▶ [Trecho selecionado]:
====

Conselho Superior de Direito da Fecomercio discute proposta de reforma tributária


Paulo Rabello e Ives Gandra
Foto: Bruno Leyte

"Não podemos dizer que somos contra a proposta de reforma tributária, mas o texto deixa muito a desejar. Nós não estamos criando problemas por simples prazer. A questão é que a proposta nasce com algumas deformações constitucionais e tem de ser discutida previamente para que a solução não seja pior do que o que temos. Todas as reformas tributárias a partir da Constituição de 1988 pioraram o texto constitucional. Nenhuma das emendas constitucionais melhorou o sistema, todas pioraram."

====

▶ [Dados de segmentação]:
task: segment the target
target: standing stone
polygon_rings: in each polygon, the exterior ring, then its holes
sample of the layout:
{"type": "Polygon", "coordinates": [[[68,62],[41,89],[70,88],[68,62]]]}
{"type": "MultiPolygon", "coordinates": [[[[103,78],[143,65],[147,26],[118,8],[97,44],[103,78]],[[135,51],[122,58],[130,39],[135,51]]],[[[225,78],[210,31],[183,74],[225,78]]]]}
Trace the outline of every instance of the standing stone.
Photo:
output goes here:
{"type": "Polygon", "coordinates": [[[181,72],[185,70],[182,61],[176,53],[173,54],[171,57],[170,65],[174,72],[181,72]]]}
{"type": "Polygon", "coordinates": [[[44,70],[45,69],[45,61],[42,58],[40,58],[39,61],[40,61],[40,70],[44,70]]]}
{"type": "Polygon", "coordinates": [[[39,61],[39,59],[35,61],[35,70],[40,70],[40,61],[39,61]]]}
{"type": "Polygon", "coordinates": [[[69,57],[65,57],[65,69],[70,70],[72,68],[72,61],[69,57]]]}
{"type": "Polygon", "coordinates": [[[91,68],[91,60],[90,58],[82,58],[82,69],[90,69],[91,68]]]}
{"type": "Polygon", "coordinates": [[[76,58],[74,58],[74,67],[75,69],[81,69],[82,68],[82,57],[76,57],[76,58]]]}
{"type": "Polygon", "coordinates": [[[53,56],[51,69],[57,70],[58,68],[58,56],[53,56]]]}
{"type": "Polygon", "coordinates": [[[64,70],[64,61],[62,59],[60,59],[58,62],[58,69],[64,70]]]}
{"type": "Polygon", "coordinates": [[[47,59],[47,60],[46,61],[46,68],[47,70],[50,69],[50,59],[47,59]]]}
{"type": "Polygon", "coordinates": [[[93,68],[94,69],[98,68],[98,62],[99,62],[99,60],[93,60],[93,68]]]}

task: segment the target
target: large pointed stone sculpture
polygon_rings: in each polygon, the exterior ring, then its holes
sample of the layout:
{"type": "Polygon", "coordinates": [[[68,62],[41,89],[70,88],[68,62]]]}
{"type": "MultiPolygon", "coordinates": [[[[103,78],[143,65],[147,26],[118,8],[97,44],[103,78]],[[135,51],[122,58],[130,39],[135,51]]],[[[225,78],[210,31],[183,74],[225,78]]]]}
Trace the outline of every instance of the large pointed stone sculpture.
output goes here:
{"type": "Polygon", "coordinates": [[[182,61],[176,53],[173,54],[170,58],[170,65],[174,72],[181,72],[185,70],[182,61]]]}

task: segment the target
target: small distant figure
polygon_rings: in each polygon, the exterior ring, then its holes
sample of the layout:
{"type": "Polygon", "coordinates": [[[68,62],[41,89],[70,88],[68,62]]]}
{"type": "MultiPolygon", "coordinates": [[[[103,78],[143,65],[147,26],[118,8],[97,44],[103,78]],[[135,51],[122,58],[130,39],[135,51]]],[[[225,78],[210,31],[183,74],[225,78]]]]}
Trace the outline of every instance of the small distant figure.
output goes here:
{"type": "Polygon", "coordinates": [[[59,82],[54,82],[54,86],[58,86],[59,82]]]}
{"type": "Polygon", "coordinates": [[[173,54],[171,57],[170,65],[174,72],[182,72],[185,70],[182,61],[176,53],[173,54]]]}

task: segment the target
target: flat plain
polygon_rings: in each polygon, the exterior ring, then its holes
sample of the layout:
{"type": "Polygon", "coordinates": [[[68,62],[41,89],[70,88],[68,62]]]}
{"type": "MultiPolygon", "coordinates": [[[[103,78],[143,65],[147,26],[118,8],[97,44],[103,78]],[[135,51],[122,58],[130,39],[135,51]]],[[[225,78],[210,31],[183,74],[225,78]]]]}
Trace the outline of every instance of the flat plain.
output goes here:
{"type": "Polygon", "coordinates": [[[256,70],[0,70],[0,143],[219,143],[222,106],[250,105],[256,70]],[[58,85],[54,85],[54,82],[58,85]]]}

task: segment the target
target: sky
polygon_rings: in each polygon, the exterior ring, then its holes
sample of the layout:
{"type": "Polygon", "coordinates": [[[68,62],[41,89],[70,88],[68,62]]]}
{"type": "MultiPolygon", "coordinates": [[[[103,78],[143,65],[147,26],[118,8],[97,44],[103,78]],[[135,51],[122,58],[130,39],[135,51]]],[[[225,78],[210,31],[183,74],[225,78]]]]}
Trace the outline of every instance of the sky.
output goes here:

====

▶ [Objetivo A]: De acordo com o trecho sobre a reforma tributária, qual foi o efeito de todas as emendas constitucionais sobre o sistema?
▶ [Objetivo B]: Reúna todas as linhas de dados acima que contêm a palavra "plain", copiando-as sem alteração. Diferencie maiúsculas de minúsculas.

▶ [Resposta do exercício A]: Nenhuma melhorou o sistema; todas o pioraram.

▶ [Resposta do exercício B]:
target: flat plain
Trace the outline of every instance of the flat plain.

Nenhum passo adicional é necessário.